● What you need to do
Quote every line as given.

● Dataset rows
● ● ● ● ●

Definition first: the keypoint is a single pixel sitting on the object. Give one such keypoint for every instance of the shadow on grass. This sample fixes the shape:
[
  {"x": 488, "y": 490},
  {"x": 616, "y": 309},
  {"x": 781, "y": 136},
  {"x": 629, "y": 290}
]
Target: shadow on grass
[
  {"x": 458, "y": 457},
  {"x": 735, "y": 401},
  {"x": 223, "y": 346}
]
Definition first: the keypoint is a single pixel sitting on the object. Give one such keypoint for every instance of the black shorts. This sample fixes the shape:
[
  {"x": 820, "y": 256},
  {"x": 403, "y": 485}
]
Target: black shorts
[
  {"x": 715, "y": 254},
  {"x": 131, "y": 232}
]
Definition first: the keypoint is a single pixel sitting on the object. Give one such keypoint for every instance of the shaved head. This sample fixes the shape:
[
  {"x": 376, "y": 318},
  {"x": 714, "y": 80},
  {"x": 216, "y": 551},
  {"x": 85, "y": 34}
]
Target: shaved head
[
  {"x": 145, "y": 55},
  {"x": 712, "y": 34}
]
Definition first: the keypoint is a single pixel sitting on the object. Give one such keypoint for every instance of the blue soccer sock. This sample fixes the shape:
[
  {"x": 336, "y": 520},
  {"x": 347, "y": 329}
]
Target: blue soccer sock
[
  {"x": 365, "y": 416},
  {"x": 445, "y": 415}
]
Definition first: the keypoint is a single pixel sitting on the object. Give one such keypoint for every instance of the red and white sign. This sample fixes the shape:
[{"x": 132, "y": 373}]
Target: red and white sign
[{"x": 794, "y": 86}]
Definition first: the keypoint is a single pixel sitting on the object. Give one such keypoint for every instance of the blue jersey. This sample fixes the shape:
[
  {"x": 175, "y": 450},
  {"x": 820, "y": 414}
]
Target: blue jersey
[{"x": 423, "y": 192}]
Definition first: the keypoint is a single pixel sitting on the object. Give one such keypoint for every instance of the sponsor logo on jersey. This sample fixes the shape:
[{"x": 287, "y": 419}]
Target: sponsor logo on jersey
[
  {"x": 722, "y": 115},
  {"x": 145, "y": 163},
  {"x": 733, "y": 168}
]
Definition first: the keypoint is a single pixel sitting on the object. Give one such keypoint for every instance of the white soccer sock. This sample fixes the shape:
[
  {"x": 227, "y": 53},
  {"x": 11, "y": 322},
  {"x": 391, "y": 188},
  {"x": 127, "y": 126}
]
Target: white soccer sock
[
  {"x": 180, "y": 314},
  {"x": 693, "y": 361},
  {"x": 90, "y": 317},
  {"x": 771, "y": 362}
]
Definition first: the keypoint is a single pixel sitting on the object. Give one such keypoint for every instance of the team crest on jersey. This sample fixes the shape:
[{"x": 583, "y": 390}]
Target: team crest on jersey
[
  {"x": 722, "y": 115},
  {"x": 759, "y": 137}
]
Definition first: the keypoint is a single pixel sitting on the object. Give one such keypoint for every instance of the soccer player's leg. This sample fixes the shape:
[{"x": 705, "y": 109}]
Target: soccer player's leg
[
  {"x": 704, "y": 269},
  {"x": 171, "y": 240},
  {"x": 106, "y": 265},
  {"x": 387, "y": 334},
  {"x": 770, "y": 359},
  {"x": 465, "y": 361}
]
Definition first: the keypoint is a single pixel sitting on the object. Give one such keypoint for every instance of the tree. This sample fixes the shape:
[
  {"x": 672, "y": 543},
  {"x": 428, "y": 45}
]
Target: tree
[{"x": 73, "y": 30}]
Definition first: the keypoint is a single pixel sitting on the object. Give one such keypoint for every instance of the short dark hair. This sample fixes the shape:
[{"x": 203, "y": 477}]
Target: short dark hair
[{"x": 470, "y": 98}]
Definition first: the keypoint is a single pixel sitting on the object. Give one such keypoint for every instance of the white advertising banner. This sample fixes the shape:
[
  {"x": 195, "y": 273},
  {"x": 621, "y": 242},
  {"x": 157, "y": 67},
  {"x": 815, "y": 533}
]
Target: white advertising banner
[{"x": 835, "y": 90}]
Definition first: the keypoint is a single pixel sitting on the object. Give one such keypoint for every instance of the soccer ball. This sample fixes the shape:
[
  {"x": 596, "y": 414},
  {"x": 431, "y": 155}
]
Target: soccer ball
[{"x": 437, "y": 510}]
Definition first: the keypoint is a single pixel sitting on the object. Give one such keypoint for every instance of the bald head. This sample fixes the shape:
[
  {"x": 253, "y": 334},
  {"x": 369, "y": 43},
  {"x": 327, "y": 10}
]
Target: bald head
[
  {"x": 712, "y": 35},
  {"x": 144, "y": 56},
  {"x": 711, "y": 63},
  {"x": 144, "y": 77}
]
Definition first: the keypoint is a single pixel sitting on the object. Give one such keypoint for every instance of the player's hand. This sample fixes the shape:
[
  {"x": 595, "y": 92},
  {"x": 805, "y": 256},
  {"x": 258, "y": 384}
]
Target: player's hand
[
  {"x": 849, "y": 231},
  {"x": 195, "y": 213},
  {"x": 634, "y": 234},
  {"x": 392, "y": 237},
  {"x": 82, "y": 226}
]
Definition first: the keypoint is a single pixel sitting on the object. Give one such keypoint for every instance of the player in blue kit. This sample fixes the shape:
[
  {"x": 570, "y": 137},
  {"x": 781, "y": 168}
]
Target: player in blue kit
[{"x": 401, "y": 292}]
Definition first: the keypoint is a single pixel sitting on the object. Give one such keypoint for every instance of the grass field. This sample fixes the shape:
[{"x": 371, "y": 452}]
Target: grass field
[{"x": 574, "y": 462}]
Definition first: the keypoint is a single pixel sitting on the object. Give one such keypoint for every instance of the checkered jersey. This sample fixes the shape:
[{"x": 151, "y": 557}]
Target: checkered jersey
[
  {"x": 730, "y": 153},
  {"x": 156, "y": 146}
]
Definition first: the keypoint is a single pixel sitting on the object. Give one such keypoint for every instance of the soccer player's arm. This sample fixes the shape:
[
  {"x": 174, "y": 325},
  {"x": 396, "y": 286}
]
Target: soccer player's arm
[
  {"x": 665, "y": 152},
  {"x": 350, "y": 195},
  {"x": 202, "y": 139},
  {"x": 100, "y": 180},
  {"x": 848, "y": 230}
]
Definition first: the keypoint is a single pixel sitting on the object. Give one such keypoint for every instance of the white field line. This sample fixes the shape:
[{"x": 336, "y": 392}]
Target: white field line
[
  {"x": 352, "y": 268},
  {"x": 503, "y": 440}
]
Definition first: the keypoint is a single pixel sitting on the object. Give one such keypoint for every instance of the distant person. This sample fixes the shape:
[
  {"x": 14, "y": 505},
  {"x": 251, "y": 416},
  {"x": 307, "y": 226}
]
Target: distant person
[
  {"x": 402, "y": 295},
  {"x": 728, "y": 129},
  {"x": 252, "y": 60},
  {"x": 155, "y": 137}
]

● ● ● ● ●

● Answer
Definition first: the keypoint is a single pixel sitting on the object. Give one such keypoint for every instance of the shadow on grass. This sample fixes the shape:
[
  {"x": 488, "y": 490},
  {"x": 616, "y": 309},
  {"x": 781, "y": 136},
  {"x": 629, "y": 290}
]
Target: shadow on grass
[
  {"x": 458, "y": 457},
  {"x": 735, "y": 401},
  {"x": 223, "y": 346}
]
Definition first: the keypoint is a single pixel sitting on the object. Give one such keypoint for every instance of the black shorts. This sample fixes the shape:
[
  {"x": 820, "y": 256},
  {"x": 403, "y": 485}
]
Target: black shorts
[
  {"x": 715, "y": 254},
  {"x": 131, "y": 232}
]
Definition first: the keypoint is a single pixel sitting on the object. Give one such keypoint for every instance of the shaved head. This sample fixes the shape:
[
  {"x": 376, "y": 318},
  {"x": 714, "y": 80},
  {"x": 216, "y": 551},
  {"x": 85, "y": 34}
]
Target: shaved head
[
  {"x": 145, "y": 55},
  {"x": 712, "y": 34}
]
Definition first: the keypoint is a single pixel sitting on the object. Give one such keypoint for every instance of the blue soccer sock. This sample fixes the shape:
[
  {"x": 336, "y": 520},
  {"x": 347, "y": 329}
]
Target: blue soccer sock
[
  {"x": 365, "y": 416},
  {"x": 445, "y": 415}
]
Definition first: the keypoint is a single pixel sitting on the object. Give one such keypoint for every instance of the red and white sign. This sample fixes the shape:
[{"x": 132, "y": 373}]
Target: red and white sign
[{"x": 794, "y": 86}]
Definition first: the keypoint is a single pixel sitting on the object. Give one such keypoint for every instance of the blue jersey. This sample fixes the shape:
[
  {"x": 175, "y": 450},
  {"x": 820, "y": 414}
]
Target: blue jersey
[{"x": 423, "y": 192}]
Definition first: the keypoint is a single pixel sitting on the object. Give one such keypoint for every instance of the sponsor logo on jersey. This sample fixes the shape:
[{"x": 287, "y": 419}]
Target: sponsor logo on jersey
[
  {"x": 722, "y": 115},
  {"x": 145, "y": 163},
  {"x": 733, "y": 168}
]
Definition first: the keypoint is a single pixel sitting on the object. Give one such keypoint for every instance of the white soccer sock. This sample fixes the shape:
[
  {"x": 227, "y": 53},
  {"x": 11, "y": 322},
  {"x": 391, "y": 188},
  {"x": 127, "y": 126}
]
Target: white soccer sock
[
  {"x": 180, "y": 314},
  {"x": 693, "y": 361},
  {"x": 90, "y": 317},
  {"x": 771, "y": 362}
]
Definition first: the keypoint is a single pixel sitting on the object. Give one such keypoint for every instance of the team crest on jersey. This sample fixes the shape:
[{"x": 583, "y": 390}]
Target: team crest on jersey
[
  {"x": 722, "y": 115},
  {"x": 759, "y": 137}
]
Definition first: the keypoint is a single pixel sitting on the object. Give one such keypoint for every instance of the soccer player's leg. This sample fixes the shape:
[{"x": 705, "y": 109}]
Target: soccer player's leg
[
  {"x": 704, "y": 269},
  {"x": 171, "y": 240},
  {"x": 106, "y": 265},
  {"x": 387, "y": 334},
  {"x": 770, "y": 359},
  {"x": 465, "y": 361}
]
Definition first: the keypoint is a single pixel sitting on the object. Give one such keypoint for every instance of the tree. This sample fixes the shape:
[
  {"x": 672, "y": 543},
  {"x": 428, "y": 45}
]
Target: tree
[{"x": 73, "y": 30}]
Definition first: the keypoint is a single pixel sitting on the object. Give one such keypoint for every instance of the short dark hair. This sample fixes the shape:
[{"x": 203, "y": 477}]
Target: short dark hair
[{"x": 470, "y": 98}]
Definition first: the keypoint is a single pixel sitting on the object. Give one such keypoint for every instance of the white advertising banner. This sample fixes the shape:
[
  {"x": 195, "y": 273},
  {"x": 621, "y": 242},
  {"x": 157, "y": 67},
  {"x": 815, "y": 533}
]
Target: white advertising banner
[{"x": 835, "y": 90}]
Definition first: the keypoint is a single pixel sitting on the object. Give one such keypoint for every instance of the soccer ball. This sample fixes the shape:
[
  {"x": 596, "y": 414},
  {"x": 431, "y": 155}
]
Target: soccer ball
[{"x": 437, "y": 510}]
Definition first: the keypoint is a single pixel sitting on the object. Give one such keypoint for every instance of the bald head. This sample fixes the shape:
[
  {"x": 253, "y": 334},
  {"x": 369, "y": 43},
  {"x": 327, "y": 10}
]
Target: bald head
[
  {"x": 712, "y": 35},
  {"x": 144, "y": 56},
  {"x": 711, "y": 63},
  {"x": 144, "y": 77}
]
Definition first: the keypoint is a single pixel sitting on the object. Give one such keypoint for every instance of the player's hand. This sample fixes the shape:
[
  {"x": 595, "y": 92},
  {"x": 805, "y": 256},
  {"x": 258, "y": 384}
]
Target: player's hand
[
  {"x": 849, "y": 231},
  {"x": 195, "y": 213},
  {"x": 634, "y": 234},
  {"x": 392, "y": 237},
  {"x": 82, "y": 226}
]
Definition first: the keypoint is a single pixel sitting on the object. Give one such keypoint for every instance of the player in blue kit. This sample fixes the shape:
[
  {"x": 570, "y": 137},
  {"x": 781, "y": 168}
]
Target: player in blue kit
[{"x": 401, "y": 292}]
Definition first: the keypoint is a single pixel sitting on the object. Give one such keypoint for every instance of the grass field. This sample fixes the shape:
[{"x": 371, "y": 452}]
Target: grass field
[{"x": 574, "y": 462}]
Definition first: the keypoint is a single pixel sitting on the object. Give one such keypoint for every instance of the checkered jersey. This sample fixes the shape:
[{"x": 151, "y": 557}]
Target: checkered jersey
[
  {"x": 730, "y": 153},
  {"x": 156, "y": 146}
]
Definition first: the keypoint is a single pixel sitting on the object. Give one such keypoint for every instance of the soccer player's arm. This sample fixes the shape:
[
  {"x": 174, "y": 325},
  {"x": 396, "y": 286}
]
Target: soccer player's arm
[
  {"x": 665, "y": 152},
  {"x": 350, "y": 195},
  {"x": 202, "y": 139},
  {"x": 100, "y": 180},
  {"x": 848, "y": 230}
]
Definition first: the keypoint is a single pixel sitting on the object. Give one such keypoint for every instance of the white field line. This sample fixes the shape:
[{"x": 336, "y": 392}]
Target: white field line
[
  {"x": 352, "y": 268},
  {"x": 503, "y": 440}
]
Definition first: the keypoint is a single pixel sitting on the object. Give one such keypoint for every instance of the distant person. This sample fixes the shape:
[
  {"x": 14, "y": 505},
  {"x": 251, "y": 416},
  {"x": 307, "y": 226}
]
Target: distant person
[
  {"x": 402, "y": 295},
  {"x": 728, "y": 129},
  {"x": 252, "y": 60},
  {"x": 155, "y": 137}
]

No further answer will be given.